Starting at the top of the entries and stopping after the line that contains "[251,247,264,264]", write those lines out again with "utility pole" switched to "telephone pole" and nothing else altered. Leave the pictures out of your answer.
-- start DATASET RECORDS --
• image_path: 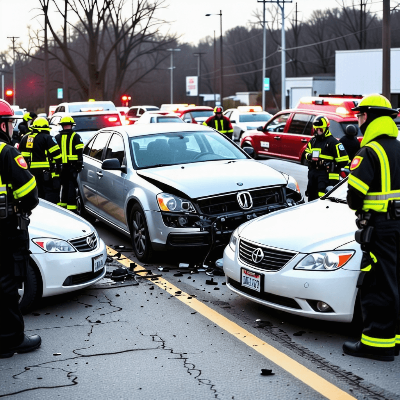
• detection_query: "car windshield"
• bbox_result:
[340,122,362,136]
[68,101,117,113]
[130,131,247,169]
[239,113,272,122]
[190,110,214,118]
[325,179,348,203]
[155,117,183,122]
[74,114,122,132]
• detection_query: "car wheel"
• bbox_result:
[131,204,153,262]
[18,262,41,314]
[242,142,258,160]
[76,192,96,224]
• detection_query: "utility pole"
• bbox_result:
[193,52,206,106]
[382,0,390,101]
[63,0,69,101]
[257,0,292,110]
[214,31,217,107]
[167,49,181,104]
[3,36,19,106]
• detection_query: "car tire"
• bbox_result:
[76,192,96,225]
[242,142,258,160]
[130,204,154,262]
[18,261,41,314]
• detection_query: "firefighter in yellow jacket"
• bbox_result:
[343,94,400,361]
[19,117,61,204]
[203,106,233,139]
[56,116,83,212]
[0,100,41,358]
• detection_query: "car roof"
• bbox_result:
[274,108,357,122]
[52,110,119,117]
[102,122,214,137]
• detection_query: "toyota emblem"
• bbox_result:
[86,236,96,249]
[236,192,253,210]
[251,247,264,264]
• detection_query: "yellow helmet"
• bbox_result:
[351,93,399,118]
[22,112,37,122]
[313,115,331,133]
[58,115,76,125]
[32,117,50,132]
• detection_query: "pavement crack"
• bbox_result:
[150,334,219,399]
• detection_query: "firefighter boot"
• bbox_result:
[343,341,394,361]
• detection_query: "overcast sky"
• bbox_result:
[0,0,399,51]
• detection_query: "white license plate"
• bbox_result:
[92,254,104,272]
[242,268,261,292]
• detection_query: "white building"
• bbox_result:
[335,49,400,108]
[286,76,335,108]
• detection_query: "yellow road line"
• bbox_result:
[107,247,355,400]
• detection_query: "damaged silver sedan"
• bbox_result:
[78,123,304,262]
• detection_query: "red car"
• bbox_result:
[240,95,362,164]
[174,106,214,124]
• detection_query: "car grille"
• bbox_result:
[69,232,97,252]
[197,186,283,215]
[63,268,104,286]
[239,239,297,271]
[167,232,210,247]
[228,278,301,310]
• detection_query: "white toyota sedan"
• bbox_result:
[19,199,107,311]
[223,180,362,322]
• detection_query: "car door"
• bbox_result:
[281,112,314,161]
[79,131,110,212]
[97,132,126,228]
[252,112,290,157]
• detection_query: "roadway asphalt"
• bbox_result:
[0,160,400,400]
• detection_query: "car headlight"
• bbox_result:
[32,238,76,253]
[229,228,239,251]
[294,251,354,271]
[157,193,196,213]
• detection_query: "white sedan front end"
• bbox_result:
[28,200,107,297]
[223,185,362,322]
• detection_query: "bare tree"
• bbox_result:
[25,0,174,100]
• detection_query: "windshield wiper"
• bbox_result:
[324,196,347,204]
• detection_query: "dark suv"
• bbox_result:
[240,96,362,164]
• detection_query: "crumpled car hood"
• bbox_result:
[137,160,286,199]
[29,199,95,240]
[239,200,357,253]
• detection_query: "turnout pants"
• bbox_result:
[0,216,29,352]
[307,169,329,201]
[58,164,77,211]
[29,168,60,204]
[360,213,400,349]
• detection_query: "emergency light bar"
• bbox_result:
[237,106,263,112]
[80,107,104,112]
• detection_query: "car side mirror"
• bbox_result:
[101,158,125,171]
[243,146,254,157]
[325,186,333,194]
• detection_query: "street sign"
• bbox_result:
[186,76,198,96]
[264,78,269,90]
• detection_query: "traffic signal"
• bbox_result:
[5,89,14,103]
[121,94,132,107]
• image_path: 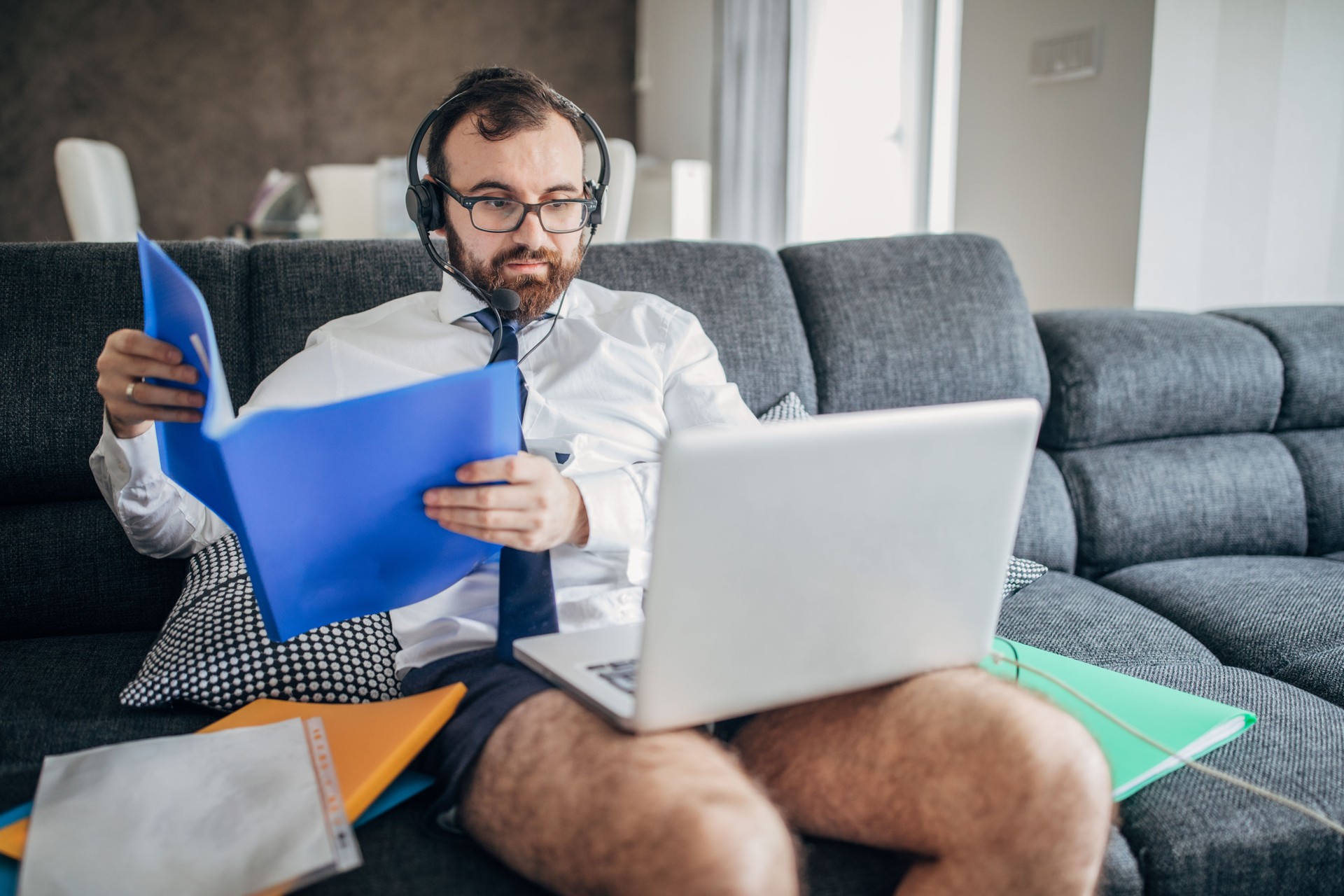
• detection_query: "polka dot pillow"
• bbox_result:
[121,532,400,710]
[761,392,1050,598]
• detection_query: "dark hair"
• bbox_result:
[428,67,583,184]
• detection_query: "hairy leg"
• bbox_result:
[734,669,1112,896]
[458,690,798,896]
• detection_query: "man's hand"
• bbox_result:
[425,451,587,551]
[98,329,206,440]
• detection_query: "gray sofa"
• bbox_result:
[0,235,1344,896]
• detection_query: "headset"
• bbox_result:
[406,85,612,335]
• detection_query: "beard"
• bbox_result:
[445,224,586,323]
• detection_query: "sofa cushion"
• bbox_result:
[0,631,219,774]
[1036,309,1284,449]
[121,532,400,709]
[1117,664,1344,896]
[0,502,187,642]
[1212,305,1344,430]
[582,241,817,414]
[780,234,1050,414]
[999,573,1218,666]
[1100,557,1344,705]
[1012,449,1078,573]
[1277,427,1344,554]
[0,241,248,505]
[1054,433,1306,578]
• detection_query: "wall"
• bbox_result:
[634,0,716,161]
[954,0,1156,310]
[0,0,634,241]
[1135,0,1344,310]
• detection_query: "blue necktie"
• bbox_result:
[472,309,559,662]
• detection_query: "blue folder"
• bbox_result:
[140,234,522,640]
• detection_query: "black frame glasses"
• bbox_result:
[440,184,596,234]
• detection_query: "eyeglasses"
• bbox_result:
[442,184,596,234]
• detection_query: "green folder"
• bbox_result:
[980,638,1255,802]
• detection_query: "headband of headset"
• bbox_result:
[406,89,612,241]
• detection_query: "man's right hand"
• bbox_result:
[98,329,206,440]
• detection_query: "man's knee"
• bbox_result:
[981,692,1113,850]
[656,782,798,896]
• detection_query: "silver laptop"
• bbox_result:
[513,399,1040,732]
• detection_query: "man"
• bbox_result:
[92,69,1110,896]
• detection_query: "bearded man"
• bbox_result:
[92,69,1110,896]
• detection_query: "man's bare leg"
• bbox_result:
[458,690,798,896]
[734,669,1112,896]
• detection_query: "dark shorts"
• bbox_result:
[402,649,751,833]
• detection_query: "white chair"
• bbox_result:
[583,137,636,243]
[57,137,140,243]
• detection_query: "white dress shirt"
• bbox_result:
[89,270,757,676]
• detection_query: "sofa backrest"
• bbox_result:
[1036,307,1344,576]
[0,241,250,637]
[780,234,1077,573]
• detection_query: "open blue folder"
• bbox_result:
[140,234,522,640]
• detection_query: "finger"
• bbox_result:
[457,451,546,482]
[115,355,200,384]
[108,402,200,423]
[108,329,181,364]
[425,485,538,509]
[440,523,546,551]
[122,380,206,407]
[425,507,540,532]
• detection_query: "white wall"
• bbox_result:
[634,0,715,161]
[1135,0,1344,310]
[953,0,1156,310]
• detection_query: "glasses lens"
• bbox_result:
[539,202,587,234]
[472,199,526,231]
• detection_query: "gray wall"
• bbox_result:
[954,0,1153,310]
[0,0,634,241]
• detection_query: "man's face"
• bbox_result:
[444,111,583,321]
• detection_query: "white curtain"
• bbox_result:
[714,0,790,248]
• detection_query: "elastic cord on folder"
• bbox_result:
[989,649,1344,837]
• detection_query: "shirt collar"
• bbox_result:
[438,274,583,332]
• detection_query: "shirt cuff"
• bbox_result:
[570,469,647,552]
[99,408,161,491]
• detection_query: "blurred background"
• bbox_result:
[0,0,1344,310]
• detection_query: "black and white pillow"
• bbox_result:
[121,532,400,710]
[760,392,1050,598]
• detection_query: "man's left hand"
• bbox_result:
[425,451,587,551]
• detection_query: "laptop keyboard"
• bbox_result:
[587,658,640,694]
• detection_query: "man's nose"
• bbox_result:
[513,208,554,248]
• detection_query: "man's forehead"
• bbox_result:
[444,111,583,192]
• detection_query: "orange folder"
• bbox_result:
[0,684,466,858]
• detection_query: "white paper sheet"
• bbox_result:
[19,719,354,896]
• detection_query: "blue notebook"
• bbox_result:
[140,234,522,640]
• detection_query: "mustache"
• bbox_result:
[491,246,562,270]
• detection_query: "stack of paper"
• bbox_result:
[19,719,361,896]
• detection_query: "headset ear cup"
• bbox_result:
[406,180,446,232]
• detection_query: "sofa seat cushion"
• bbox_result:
[1100,556,1344,705]
[1117,664,1344,896]
[999,573,1218,668]
[0,631,219,774]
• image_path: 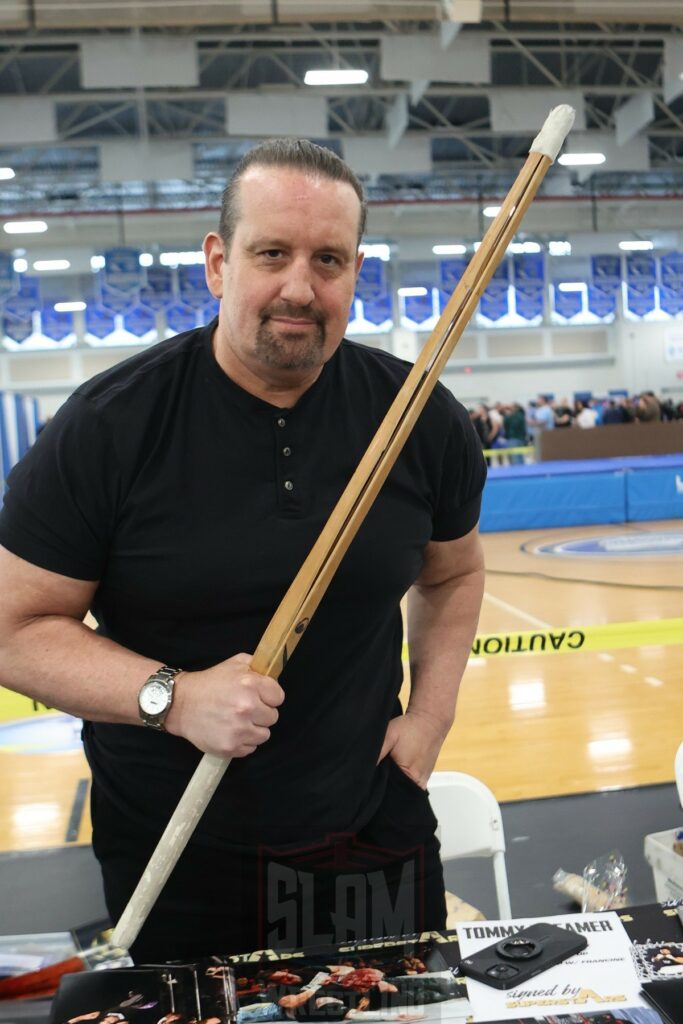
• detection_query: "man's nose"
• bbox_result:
[280,259,315,306]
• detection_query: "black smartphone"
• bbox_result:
[460,924,588,988]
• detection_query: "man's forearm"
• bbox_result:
[0,615,160,723]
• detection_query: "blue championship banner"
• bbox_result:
[355,256,393,327]
[123,305,157,340]
[140,266,173,310]
[102,246,142,296]
[512,253,545,321]
[177,264,211,309]
[40,304,75,341]
[553,281,584,319]
[659,253,683,316]
[588,284,618,319]
[438,259,469,312]
[85,302,116,341]
[626,253,657,316]
[591,254,622,294]
[0,253,18,305]
[166,302,198,334]
[479,259,510,322]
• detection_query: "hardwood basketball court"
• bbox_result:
[0,521,683,853]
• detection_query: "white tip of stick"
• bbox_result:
[529,103,577,160]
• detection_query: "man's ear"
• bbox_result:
[202,231,225,299]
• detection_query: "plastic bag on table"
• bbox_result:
[553,850,628,912]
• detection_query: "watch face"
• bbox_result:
[140,680,169,715]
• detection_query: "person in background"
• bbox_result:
[553,398,573,429]
[573,399,598,430]
[0,138,485,963]
[526,394,555,441]
[636,391,661,423]
[602,398,628,427]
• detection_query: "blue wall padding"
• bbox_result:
[480,453,683,531]
[480,470,626,531]
[626,467,683,522]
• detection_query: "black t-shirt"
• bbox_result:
[0,323,485,848]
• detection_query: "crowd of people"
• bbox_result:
[469,391,683,450]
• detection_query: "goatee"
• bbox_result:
[254,313,325,370]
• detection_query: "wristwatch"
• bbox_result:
[137,665,182,732]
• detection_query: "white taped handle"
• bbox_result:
[529,103,577,161]
[110,754,230,949]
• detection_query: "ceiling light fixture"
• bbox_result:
[432,245,467,256]
[303,68,368,85]
[618,240,654,253]
[33,259,71,273]
[159,249,204,266]
[508,242,541,256]
[53,302,86,313]
[2,220,47,234]
[548,239,571,256]
[398,288,427,298]
[359,242,391,263]
[557,153,607,167]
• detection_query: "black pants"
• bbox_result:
[98,769,446,964]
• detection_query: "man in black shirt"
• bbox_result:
[0,140,485,962]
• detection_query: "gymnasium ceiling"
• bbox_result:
[0,0,683,256]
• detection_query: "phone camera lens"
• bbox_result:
[486,964,519,978]
[496,939,543,959]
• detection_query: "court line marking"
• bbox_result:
[483,591,555,630]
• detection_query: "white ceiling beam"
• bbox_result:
[488,88,586,132]
[438,22,463,50]
[442,0,483,23]
[99,139,195,182]
[386,93,410,150]
[225,91,328,138]
[380,35,490,83]
[80,33,200,89]
[343,135,432,174]
[663,39,683,103]
[0,96,57,145]
[614,92,654,145]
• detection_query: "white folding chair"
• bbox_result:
[429,771,512,919]
[674,743,683,807]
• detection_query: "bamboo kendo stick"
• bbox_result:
[0,105,574,998]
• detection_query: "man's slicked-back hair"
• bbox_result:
[218,138,368,252]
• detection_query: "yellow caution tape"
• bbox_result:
[483,444,536,460]
[403,618,683,658]
[0,618,683,722]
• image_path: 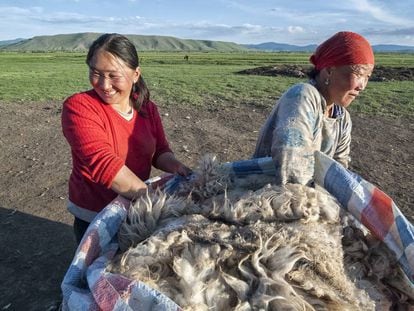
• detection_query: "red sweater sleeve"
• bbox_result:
[62,93,124,188]
[147,102,172,166]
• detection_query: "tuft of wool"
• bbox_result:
[108,156,414,310]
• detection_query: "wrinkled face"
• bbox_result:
[89,50,140,106]
[327,65,374,107]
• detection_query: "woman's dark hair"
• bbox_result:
[86,33,150,111]
[308,67,321,80]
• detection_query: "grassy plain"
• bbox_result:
[0,52,414,116]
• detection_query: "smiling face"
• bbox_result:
[89,50,140,111]
[326,65,374,107]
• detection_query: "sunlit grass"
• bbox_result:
[0,52,414,116]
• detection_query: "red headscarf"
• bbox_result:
[309,31,374,70]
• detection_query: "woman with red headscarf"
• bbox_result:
[253,31,374,185]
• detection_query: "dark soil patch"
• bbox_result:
[238,65,414,82]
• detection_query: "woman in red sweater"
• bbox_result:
[62,34,191,243]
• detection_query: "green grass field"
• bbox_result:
[0,52,414,117]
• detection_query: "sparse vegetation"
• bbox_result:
[0,52,414,116]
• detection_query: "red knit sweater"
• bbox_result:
[62,90,171,212]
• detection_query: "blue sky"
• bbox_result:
[0,0,414,46]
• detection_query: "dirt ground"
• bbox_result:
[0,67,414,311]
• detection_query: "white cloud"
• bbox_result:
[288,26,304,34]
[351,0,413,25]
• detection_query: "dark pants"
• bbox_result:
[73,217,89,244]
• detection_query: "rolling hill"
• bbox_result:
[0,33,414,53]
[0,33,248,52]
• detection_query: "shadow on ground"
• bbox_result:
[0,207,75,311]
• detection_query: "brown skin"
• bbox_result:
[89,50,191,199]
[316,65,374,116]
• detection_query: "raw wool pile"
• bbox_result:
[108,158,412,310]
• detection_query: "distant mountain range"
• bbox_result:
[0,33,414,53]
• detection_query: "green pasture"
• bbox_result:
[0,52,414,116]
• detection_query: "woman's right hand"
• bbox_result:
[111,165,147,200]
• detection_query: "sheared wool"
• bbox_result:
[108,157,414,310]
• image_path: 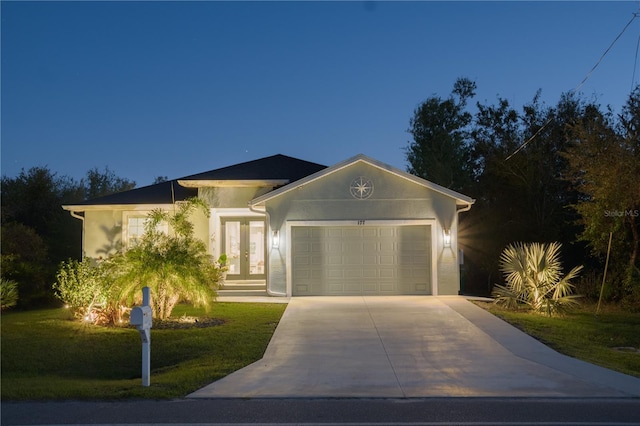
-- end DATASET RECORDS --
--- EXERCISE ANSWER ---
• image_path: 
• detection_query: "car windshield"
• bbox_result:
[340,122,362,136]
[68,101,117,113]
[130,131,247,169]
[239,113,272,122]
[190,110,214,118]
[325,179,348,203]
[155,117,183,122]
[74,114,122,132]
• detection_query: "car wheel"
• bbox_result:
[131,204,153,262]
[18,262,41,314]
[242,142,258,160]
[76,192,96,224]
• detection_query: "telephone pole"
• bbox_result:
[193,52,206,106]
[382,0,390,101]
[63,0,69,101]
[257,0,292,110]
[214,31,217,107]
[167,49,181,104]
[3,36,19,106]
• detection_query: "car tire"
• bbox_result:
[76,192,96,225]
[242,142,258,160]
[130,204,154,262]
[18,261,41,314]
• detection_query: "firefighter in yellow jacket"
• bbox_result:
[343,94,400,361]
[19,117,61,204]
[203,106,233,139]
[56,116,83,212]
[0,100,41,358]
• detection_query: "car roof"
• bbox_result:
[274,108,357,122]
[52,110,119,117]
[102,122,214,137]
• detection_query: "toyota emblem"
• bbox_result:
[86,236,96,249]
[236,192,253,210]
[251,247,264,264]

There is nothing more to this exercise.